#### [What you need to do]
A. In the investigations update below, rewrite the paragraph that begins "On Sunday, the Washington Post released audio" as a bulleted list of its main facts.
B. Summarize the investigations update below in two sentences.

Extract provided START

News
January 5, 2021

Investigations Update: Trump’s Election-Stealing Efforts in Georgia, DeJoy’s Communications, and Giroir’s Covid-19 Text Messages

See the latest in our investigations into voter suppression in Georgia, the president’s efforts to overturn election results, and the postmaster general’s communications.

President Trump’s Election-Stealing Efforts in Georgia
On Sunday, the Washington Post released audio from a Jan. 2 call in which President Donald Trump requested that Georgia Secretary of State Brad Raffensperger “find 11,780 votes” needed for him to change the state’s election results. During the hourlong call, Trump referenced several conspiracy theories and said that it would be “a criminal offense” if Raffensperger and his chief counsel, Ryan Germany, couldn’t locate more votes in Trump’s favor.

The call is a new low in the president’s unprecedented attempts to overturn the results of a valid election, and legal experts have said it potentially broke federal and state election laws. Trump’s anti-democratic and corrupt efforts to cling to power are hardly surprising at this point, but the public needs to know what else he — and those who have abetted those efforts — have done to pressure Georgia’s state leaders.

Extract provided END
Entries provided START

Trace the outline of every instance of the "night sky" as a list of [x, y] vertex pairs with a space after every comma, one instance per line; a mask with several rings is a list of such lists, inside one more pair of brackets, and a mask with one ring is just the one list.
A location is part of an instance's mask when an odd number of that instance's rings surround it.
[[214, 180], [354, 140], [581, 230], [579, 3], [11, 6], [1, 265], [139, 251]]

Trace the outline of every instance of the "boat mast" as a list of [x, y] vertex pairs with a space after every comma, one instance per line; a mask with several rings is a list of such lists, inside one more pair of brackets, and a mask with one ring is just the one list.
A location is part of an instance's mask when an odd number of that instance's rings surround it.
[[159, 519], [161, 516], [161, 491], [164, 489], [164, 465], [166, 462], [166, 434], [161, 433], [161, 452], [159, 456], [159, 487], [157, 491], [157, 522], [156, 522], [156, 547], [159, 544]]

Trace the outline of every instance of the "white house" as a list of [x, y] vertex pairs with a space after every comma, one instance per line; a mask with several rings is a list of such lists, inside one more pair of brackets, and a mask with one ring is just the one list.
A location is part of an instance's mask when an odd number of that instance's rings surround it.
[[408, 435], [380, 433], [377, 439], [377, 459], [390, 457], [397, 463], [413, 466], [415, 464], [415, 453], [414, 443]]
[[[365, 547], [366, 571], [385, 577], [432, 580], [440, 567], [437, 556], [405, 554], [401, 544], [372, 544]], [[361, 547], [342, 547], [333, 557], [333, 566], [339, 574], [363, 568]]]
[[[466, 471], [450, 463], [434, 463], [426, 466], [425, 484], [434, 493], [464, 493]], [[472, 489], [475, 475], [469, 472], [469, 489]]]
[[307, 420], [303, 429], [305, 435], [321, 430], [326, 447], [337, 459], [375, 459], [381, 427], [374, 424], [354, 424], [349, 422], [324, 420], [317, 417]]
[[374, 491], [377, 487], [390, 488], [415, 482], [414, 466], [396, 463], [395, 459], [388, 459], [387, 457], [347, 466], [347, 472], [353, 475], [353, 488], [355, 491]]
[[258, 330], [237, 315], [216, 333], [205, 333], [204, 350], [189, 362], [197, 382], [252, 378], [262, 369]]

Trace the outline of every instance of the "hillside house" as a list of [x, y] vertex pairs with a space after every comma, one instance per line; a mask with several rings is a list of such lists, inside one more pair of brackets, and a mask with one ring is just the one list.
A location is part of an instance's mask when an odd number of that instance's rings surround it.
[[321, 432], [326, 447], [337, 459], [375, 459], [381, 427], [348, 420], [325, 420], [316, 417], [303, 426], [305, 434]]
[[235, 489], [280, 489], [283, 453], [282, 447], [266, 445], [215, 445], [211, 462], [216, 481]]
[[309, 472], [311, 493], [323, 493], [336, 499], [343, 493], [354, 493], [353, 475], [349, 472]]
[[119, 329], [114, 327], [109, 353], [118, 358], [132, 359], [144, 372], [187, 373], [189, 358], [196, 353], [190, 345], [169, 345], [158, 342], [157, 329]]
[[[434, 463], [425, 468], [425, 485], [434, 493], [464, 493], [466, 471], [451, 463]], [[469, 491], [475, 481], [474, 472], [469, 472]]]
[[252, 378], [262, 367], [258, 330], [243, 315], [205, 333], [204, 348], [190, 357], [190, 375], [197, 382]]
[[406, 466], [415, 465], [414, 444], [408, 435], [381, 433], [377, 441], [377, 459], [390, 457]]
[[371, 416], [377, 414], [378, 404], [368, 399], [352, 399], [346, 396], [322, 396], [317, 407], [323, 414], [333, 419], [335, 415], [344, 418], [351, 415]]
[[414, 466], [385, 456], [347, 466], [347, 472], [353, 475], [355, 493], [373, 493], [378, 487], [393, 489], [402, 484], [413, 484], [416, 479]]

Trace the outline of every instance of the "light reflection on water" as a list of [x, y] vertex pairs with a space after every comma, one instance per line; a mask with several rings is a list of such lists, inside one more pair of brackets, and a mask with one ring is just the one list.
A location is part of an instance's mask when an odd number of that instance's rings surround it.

Entries provided END

#### [Answers for each item]
A.
- The Washington Post released audio on Sunday from a Jan. 2 call.
- On the call, President Donald Trump asked Georgia Secretary of State Brad Raffensperger to "find 11,780 votes" needed to change the state's election results.
- The call lasted about an hour.
- Trump referenced several conspiracy theories.
- He said it would be "a criminal offense" if Raffensperger and his chief counsel, Ryan Germany, couldn't locate more votes in his favor.

B. Audio released by the Washington Post shows that on a Jan. 2 call, President Trump asked Georgia Secretary of State Brad Raffensperger to "find 11,780 votes" to change the state's election results and said failing to do so would be "a criminal offense." The update calls this a new low in Trump's attempts to overturn a valid election, notes that legal experts say it may have broken federal and state election laws, and says the public needs to know what else he and those who helped him did to pressure Georgia's leaders.